### TASK TO CARRY OUT
In the data that follows, find the line containing "the id badge"; then quote that line and every line after it, exactly, through the last one.

:::

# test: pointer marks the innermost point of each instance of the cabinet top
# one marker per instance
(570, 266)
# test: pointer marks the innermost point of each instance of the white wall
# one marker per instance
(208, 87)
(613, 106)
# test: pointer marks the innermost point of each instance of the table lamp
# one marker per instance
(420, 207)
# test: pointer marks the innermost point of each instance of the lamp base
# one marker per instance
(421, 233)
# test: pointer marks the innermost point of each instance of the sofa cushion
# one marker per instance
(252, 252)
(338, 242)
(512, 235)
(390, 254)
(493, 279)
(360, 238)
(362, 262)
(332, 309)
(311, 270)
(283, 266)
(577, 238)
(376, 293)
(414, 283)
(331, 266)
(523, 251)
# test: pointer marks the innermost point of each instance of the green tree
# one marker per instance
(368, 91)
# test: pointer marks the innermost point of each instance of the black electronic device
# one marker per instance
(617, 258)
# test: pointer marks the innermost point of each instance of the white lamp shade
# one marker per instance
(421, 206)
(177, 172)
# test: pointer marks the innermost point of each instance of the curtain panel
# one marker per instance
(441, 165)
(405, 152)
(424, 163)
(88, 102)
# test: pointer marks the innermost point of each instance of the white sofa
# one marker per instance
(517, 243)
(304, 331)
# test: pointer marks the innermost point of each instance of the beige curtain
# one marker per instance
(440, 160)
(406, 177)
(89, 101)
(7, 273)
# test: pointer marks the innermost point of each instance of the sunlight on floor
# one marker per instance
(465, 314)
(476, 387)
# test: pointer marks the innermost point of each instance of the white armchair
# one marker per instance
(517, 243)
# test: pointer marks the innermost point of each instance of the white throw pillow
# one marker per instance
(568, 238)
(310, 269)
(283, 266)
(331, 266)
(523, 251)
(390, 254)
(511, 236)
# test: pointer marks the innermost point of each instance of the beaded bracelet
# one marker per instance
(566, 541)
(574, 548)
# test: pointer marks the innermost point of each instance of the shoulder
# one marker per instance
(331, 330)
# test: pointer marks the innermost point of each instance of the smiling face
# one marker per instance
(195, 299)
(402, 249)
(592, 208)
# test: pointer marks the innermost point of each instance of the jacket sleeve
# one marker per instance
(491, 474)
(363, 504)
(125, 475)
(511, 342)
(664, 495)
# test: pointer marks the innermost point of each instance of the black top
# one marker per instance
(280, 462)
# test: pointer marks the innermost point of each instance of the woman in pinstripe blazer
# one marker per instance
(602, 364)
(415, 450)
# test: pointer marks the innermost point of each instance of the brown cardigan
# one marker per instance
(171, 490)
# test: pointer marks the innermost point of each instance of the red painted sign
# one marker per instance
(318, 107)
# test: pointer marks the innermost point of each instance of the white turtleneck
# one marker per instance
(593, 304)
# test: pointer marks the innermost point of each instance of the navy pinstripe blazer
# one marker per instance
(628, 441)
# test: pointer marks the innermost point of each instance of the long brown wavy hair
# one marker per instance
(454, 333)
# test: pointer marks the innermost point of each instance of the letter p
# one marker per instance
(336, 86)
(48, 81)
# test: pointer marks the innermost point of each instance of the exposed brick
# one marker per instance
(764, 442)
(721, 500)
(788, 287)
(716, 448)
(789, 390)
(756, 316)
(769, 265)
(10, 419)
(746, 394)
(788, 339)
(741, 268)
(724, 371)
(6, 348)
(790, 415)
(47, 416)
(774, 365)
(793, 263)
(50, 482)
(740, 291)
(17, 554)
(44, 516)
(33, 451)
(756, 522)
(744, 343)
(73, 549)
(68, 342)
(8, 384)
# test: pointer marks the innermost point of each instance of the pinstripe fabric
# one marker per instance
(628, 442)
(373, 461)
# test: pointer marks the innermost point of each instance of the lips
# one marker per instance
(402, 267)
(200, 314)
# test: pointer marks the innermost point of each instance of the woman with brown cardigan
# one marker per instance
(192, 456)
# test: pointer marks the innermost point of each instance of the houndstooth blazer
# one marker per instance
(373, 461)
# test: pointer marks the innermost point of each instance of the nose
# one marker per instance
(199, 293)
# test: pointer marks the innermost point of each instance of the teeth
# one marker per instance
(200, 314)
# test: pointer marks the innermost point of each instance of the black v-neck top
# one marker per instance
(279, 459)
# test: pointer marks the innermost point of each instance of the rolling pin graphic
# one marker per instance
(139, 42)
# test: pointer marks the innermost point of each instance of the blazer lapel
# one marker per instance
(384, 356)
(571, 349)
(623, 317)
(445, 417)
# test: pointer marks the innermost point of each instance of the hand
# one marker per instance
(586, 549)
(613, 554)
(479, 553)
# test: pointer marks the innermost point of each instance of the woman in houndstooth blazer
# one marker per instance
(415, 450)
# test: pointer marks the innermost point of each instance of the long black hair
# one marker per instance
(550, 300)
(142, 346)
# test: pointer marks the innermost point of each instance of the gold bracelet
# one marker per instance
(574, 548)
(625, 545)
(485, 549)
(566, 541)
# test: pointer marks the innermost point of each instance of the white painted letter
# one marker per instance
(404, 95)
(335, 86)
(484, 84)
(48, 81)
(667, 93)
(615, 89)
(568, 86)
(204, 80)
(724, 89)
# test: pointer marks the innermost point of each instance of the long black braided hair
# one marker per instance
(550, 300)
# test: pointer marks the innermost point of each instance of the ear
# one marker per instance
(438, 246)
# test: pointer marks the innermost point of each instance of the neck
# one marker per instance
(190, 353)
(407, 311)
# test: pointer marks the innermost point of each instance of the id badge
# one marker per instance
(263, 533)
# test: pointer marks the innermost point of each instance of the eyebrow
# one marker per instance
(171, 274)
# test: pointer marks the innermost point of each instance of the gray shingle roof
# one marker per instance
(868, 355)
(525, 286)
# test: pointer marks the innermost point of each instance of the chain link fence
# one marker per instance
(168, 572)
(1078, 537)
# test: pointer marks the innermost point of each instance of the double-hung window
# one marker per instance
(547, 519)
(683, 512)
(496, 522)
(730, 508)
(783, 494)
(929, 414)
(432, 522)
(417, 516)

:::

### THE OUTPUT
# test: pointer marks the innermost point of each instance of the id badge
# one marker per instance
(263, 533)
# test: pointer marks the innermost point of each instance of the eyebrow
# one marker per instance
(171, 274)
# test: pointer marks the innermost point of each instance of the gray shingle roof
# one marker per instance
(868, 355)
(525, 286)
# test: pointer marks the innermost point of each instance of the chain link fence
# one marker per instance
(168, 572)
(1078, 537)
# test: pointer marks the innermost point of each instance of the double-hung window
# one marker per instance
(547, 519)
(683, 512)
(496, 522)
(730, 508)
(783, 494)
(929, 414)
(432, 522)
(417, 516)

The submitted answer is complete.